**Exercise instructions:** Every entry here needs to be repeated exactly.

• • • • •

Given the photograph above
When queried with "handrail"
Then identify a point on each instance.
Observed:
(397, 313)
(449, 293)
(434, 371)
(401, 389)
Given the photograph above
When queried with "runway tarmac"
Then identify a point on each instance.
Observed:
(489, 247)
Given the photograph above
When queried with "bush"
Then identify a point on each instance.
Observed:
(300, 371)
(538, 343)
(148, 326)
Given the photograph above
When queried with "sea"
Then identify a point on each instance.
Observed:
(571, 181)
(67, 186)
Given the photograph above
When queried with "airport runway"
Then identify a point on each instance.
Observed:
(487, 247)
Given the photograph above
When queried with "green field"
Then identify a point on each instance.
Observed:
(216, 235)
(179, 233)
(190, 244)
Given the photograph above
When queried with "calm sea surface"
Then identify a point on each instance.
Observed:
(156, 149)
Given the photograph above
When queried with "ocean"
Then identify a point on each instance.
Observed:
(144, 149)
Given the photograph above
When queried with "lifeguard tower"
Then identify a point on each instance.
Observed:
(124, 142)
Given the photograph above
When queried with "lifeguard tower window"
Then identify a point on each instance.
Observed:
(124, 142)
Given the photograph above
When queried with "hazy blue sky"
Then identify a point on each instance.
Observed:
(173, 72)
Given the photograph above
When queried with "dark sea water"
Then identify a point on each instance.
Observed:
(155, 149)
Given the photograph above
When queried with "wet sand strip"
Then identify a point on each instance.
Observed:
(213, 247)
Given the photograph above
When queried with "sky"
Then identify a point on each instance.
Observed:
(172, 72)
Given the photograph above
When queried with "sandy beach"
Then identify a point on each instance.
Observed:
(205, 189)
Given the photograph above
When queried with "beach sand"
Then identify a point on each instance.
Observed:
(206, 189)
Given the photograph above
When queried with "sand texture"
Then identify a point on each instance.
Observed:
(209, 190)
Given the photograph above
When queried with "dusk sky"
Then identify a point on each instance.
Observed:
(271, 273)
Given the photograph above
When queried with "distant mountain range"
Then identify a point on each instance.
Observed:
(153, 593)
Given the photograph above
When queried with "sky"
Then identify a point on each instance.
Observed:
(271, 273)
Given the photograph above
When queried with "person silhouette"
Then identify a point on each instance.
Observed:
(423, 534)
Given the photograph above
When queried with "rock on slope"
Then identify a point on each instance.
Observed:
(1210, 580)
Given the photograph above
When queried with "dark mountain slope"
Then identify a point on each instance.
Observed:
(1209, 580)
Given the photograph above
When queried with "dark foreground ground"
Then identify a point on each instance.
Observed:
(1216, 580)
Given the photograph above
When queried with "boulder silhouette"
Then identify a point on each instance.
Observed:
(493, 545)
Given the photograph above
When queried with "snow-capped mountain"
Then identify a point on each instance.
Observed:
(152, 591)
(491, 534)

• • • • •

**Full solution:**
Given the photograph above
When queried with "handrail"
Then identify a point on each instance.
Observed:
(397, 313)
(449, 293)
(434, 371)
(401, 389)
Given the photograph above
When queried with "runway tarmac"
Then identify a point on each instance.
Observed:
(489, 247)
Given the photograph above
When queried with "bush"
Then identify a point on each instance.
Observed:
(300, 371)
(538, 343)
(148, 326)
Given the photograph above
When queried with "sea"
Then identify a point on each instance.
Observed:
(571, 181)
(67, 186)
Given the photograph above
When queried with "airport runway"
Then identify a point on each instance.
Observed:
(487, 247)
Given the photograph above
When queried with "green field"
Then identify a point on each instance.
Observed:
(216, 235)
(179, 233)
(190, 244)
Given the photograph above
When queried with "calm sea surface"
Then identify a point on each instance.
Observed:
(156, 149)
Given the photograph above
When queried with "ocean"
Then identify a point on each instance.
Observed:
(144, 149)
Given the photograph above
When queried with "lifeguard tower"
Then identify a point on each instance.
Observed:
(124, 142)
Given the photograph above
When queried with "lifeguard tower window"
Then identify a point on each instance.
Observed:
(124, 142)
Given the photograph above
When queried with "hazy blue sky"
Then identify a point on each instance.
Observed:
(173, 72)
Given the photograph above
When queried with "dark sea water"
Then identify a point on each instance.
Observed:
(155, 149)
Given the photograph above
When queried with "wet sand strip"
Then identify a point on each instance.
Observed:
(213, 247)
Given the photograph above
When queried with "sky"
Then identify a point on each instance.
Observed:
(172, 72)
Given the photograph above
When queried with "sandy beach"
Then identify a point on each instance.
Observed:
(205, 189)
Given the photograph above
When queried with "beach sand"
Then identify a point on each instance.
Observed:
(206, 189)
Given the photograph above
When queried with "sand texture"
Then identify a point on each instance.
Observed:
(209, 190)
Given the photograph above
When queried with "dusk sky"
Then identify a point on each instance.
Observed:
(271, 273)
Given the photograph above
When queried with "distant mountain range"
Then identify a point on each instance.
Observed:
(153, 593)
Given the photograph above
When queried with "sky"
Then identify a point on each instance.
Observed:
(271, 273)
Given the photograph above
When queried with "person silhouette"
Then identify a point on each instance.
Observed:
(423, 534)
Given the photograph above
When queried with "rock on slope"
Then identify a point on each instance.
Observed:
(1210, 580)
Given the photograph above
When queried with "dark mountain slope"
Then identify a point on each instance.
Observed:
(1209, 580)
Given the photograph above
When queried with "dark foreground ground"
Then identify a point on each instance.
Observed:
(1216, 580)
Given the photograph above
When queried with "boulder silhouette"
Then identify a point on each instance.
Observed:
(493, 545)
Given the photograph above
When queried with "snow-capped mountain"
Then identify a point on each instance.
Observed:
(152, 591)
(491, 534)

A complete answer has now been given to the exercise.